#### [AIM OF THE EXERCISE]
Would you write out all of the entries below, exactly as they stand?

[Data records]
========
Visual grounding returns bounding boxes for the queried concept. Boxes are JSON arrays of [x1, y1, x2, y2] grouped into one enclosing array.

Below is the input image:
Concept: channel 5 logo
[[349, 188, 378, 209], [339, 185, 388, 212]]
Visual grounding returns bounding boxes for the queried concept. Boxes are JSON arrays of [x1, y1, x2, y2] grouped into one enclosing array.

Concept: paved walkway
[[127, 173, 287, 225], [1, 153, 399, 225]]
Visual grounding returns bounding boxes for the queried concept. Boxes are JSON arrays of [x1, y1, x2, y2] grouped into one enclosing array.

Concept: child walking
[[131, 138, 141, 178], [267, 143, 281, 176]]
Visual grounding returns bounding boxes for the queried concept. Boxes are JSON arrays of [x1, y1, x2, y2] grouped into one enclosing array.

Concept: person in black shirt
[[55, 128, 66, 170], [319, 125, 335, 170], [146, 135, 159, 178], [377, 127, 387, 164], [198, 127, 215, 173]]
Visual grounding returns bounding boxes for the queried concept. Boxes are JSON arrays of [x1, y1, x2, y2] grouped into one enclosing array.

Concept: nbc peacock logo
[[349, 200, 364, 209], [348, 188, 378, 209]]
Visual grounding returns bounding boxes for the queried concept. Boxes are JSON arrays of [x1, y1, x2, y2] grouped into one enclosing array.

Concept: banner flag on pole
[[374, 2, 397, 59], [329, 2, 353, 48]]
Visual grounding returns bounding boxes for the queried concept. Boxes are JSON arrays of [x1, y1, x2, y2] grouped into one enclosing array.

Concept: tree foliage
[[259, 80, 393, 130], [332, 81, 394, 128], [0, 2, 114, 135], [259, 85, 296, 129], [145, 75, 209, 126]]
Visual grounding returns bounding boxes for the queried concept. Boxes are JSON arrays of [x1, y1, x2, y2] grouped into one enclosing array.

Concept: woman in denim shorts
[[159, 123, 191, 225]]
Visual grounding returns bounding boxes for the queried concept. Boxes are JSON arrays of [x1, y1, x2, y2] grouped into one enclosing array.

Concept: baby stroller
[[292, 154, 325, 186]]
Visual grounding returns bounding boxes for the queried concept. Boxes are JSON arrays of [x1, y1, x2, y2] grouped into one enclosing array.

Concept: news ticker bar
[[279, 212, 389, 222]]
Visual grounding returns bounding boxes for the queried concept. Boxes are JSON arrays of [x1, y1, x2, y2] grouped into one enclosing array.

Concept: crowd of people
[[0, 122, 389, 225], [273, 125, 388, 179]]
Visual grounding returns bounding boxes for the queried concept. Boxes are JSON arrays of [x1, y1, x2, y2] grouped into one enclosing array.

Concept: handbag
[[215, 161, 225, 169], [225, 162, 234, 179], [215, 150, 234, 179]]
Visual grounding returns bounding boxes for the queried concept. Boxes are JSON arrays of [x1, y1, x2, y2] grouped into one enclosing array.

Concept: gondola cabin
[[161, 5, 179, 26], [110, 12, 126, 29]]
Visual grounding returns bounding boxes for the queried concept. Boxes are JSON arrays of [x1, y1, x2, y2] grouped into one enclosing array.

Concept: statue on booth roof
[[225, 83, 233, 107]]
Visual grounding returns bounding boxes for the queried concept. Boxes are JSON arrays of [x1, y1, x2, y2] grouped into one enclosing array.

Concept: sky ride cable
========
#### [THE COMPLETED TASK]
Visual grounding returns bounding boxes for the queried concept. Boxes are JSON arrays of [x1, y1, x2, y2] grouped into one enclosing array.

Below is the input image:
Concept: channel 5 logo
[[349, 188, 378, 209], [339, 185, 388, 212]]
Visual grounding returns bounding boxes for the queried concept. Boxes are JSON arrays of [x1, y1, x2, y2] grouped into one enclosing array.

Concept: paved walkway
[[127, 173, 287, 225], [1, 153, 399, 225]]
Visual grounding returns bounding boxes for the queried concept. Boxes are JSON arrays of [x1, y1, x2, y2] grouped into one enclosing array.

Concept: child walking
[[131, 138, 141, 178], [267, 143, 281, 176]]
Visual grounding returns bounding boxes for the queried concept. Boxes are JSON arrays of [x1, y1, x2, y2] grouped into one enclosing array.

Concept: person in black shirt
[[55, 128, 66, 170], [319, 125, 335, 170], [146, 135, 159, 178], [377, 127, 387, 164], [198, 127, 215, 173]]
Visual grounding returns bounding boxes for the queried concept. Boxes are JSON arrays of [x1, y1, x2, y2] grouped into one enclosing array.

Concept: nbc peacock logo
[[349, 200, 364, 209], [348, 188, 378, 209]]
Visual grounding returns bounding boxes for the queried concept. Boxes are JSON arrays of [x1, y1, x2, y2] grouped into one enclosing array.

Concept: banner flag on pole
[[374, 2, 397, 59], [329, 2, 353, 48]]
Visual grounding returns bounding boxes for the queried concept. Boxes are JSON arrays of [x1, y1, x2, y2] grouped into one enclosing array.

Concept: tree foliage
[[259, 80, 393, 130], [332, 81, 394, 128], [0, 2, 114, 135], [259, 85, 296, 129], [145, 75, 209, 126]]
Visual grounding returns bounding boxes for the queried concept. Boxes are JSON arrays of [x1, y1, x2, y2] grouped into one enclosing array.

Concept: woman in denim shorts
[[159, 123, 191, 225]]
Visual grounding returns bounding boxes for the queried concept. Boxes are JSON arrays of [x1, y1, x2, y2] grouped into one enclosing array.

Concept: baby stroller
[[292, 154, 325, 186]]
Visual grounding returns bounding boxes for the queried concept. Boxes are JSON arrays of [x1, y1, x2, y2] grouped into one enclosing array.

Concept: news ticker bar
[[279, 212, 389, 222]]
Visual grounding returns bounding boxes for the queried concept. Boxes are JSON arrays of [x1, y1, x2, y2] grouped into one enclosing array.

Concept: crowd of people
[[0, 122, 389, 225], [273, 125, 388, 179]]
Visual grounding returns bounding boxes for the queried concept. Boxes are JSON arrays of [x1, y1, x2, y2] grouped into one enclosing array.

Concept: handbag
[[215, 161, 225, 169], [225, 162, 234, 179], [215, 150, 234, 179]]
Visual grounding returns bounding boxes for the queried concept. Boxes are JSON arrays of [x1, y1, x2, y2] grouped into one enclosing array.

Concept: gondola cabin
[[161, 5, 179, 26], [110, 12, 126, 29]]
Visual grounding returns bounding boxes for the queried concept. Boxes are JSON arrays of [x1, y1, x2, y2] grouped into one enclosing array.

Concept: statue on booth roof
[[225, 83, 233, 107]]
Visual grounding returns bounding boxes for the queried concept. Boxes are JSON arrays of [x1, y1, x2, y2] grouped into one enclosing array.

Concept: sky ride cable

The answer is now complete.